> _To do_:
Each entry that follows is to be retyped exactly. Pictures do not belong in the copy.

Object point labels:
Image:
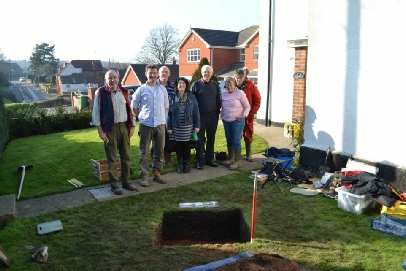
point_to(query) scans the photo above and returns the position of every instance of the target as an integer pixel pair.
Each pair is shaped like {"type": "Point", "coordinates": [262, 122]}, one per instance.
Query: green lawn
{"type": "Point", "coordinates": [120, 234]}
{"type": "Point", "coordinates": [59, 157]}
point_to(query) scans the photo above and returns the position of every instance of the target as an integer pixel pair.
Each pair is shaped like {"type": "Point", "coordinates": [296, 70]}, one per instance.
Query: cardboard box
{"type": "Point", "coordinates": [100, 169]}
{"type": "Point", "coordinates": [389, 224]}
{"type": "Point", "coordinates": [356, 204]}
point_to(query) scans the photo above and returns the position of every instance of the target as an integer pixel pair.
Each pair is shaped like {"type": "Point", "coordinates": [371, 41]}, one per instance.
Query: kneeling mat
{"type": "Point", "coordinates": [303, 191]}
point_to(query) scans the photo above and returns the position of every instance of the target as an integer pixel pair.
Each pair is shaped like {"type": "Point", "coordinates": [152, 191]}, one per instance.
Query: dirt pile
{"type": "Point", "coordinates": [262, 262]}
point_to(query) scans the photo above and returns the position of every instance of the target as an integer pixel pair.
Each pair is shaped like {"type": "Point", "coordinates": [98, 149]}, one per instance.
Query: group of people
{"type": "Point", "coordinates": [170, 117]}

> _Correct response_:
Image:
point_to(query) scans the photo above and returns the position of every instance of the target as an integer pixel pair.
Each pair is shaped like {"type": "Point", "coordinates": [262, 122]}, one per instance.
Query: green lawn
{"type": "Point", "coordinates": [120, 234]}
{"type": "Point", "coordinates": [59, 157]}
point_to(query) scans the photo above and returns the position of every instance of the target as an integer pixel pair.
Each pair is shaped like {"type": "Point", "coordinates": [296, 70]}, one per instance.
Query: cardboard box
{"type": "Point", "coordinates": [100, 169]}
{"type": "Point", "coordinates": [389, 224]}
{"type": "Point", "coordinates": [356, 204]}
point_to(query) scans the photo above and returns the position of every instance of the target as an integer pixel pair.
Each pair is shaped like {"type": "Point", "coordinates": [371, 41]}, one per instance.
Query: kneeling mat
{"type": "Point", "coordinates": [303, 191]}
point_to(query) scans the photo above and returns the position of every instance of the target as an integer pixel pair.
Each pair is shaped like {"type": "Point", "coordinates": [152, 191]}, one per instance.
Query: dirt pile
{"type": "Point", "coordinates": [262, 262]}
point_to(query) scans the photo above and returns the position of every instance of the target as an integer pixel pair.
Each pair is shaped like {"type": "Point", "coordinates": [98, 149]}, one per instance.
Query: group of people
{"type": "Point", "coordinates": [170, 117]}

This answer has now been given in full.